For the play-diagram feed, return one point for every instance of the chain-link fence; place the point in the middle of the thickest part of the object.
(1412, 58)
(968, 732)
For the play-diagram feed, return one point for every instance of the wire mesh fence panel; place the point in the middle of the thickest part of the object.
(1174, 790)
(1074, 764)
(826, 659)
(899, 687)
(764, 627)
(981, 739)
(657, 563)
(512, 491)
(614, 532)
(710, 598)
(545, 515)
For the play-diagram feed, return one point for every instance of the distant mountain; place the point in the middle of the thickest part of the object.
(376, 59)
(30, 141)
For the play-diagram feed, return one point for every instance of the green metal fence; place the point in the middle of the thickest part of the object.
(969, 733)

**********

Please rewrite all the entries above, changing each "thickest part" to "widest part" and leaving everything else as it is.

» In response
For the play-diagram feed, return one point for every instance of the chain-link fence; place the point in the middle of the widest part of the object.
(1412, 58)
(968, 732)
For the play-diagram feed, return one point for every instance of the wire mesh fence panel; place the point in the middle of the widest part of the object.
(1174, 790)
(1074, 764)
(826, 659)
(899, 687)
(764, 627)
(981, 739)
(657, 563)
(512, 491)
(614, 532)
(710, 598)
(545, 515)
For the play-diagram feed, return one point for every instance of the distant mountain; place the point in the middle of the widest part of the object.
(376, 59)
(30, 141)
For the play-diagram feed, return one point for every instance of the green metal fence; place the point in the middle of the widest part of the object.
(969, 733)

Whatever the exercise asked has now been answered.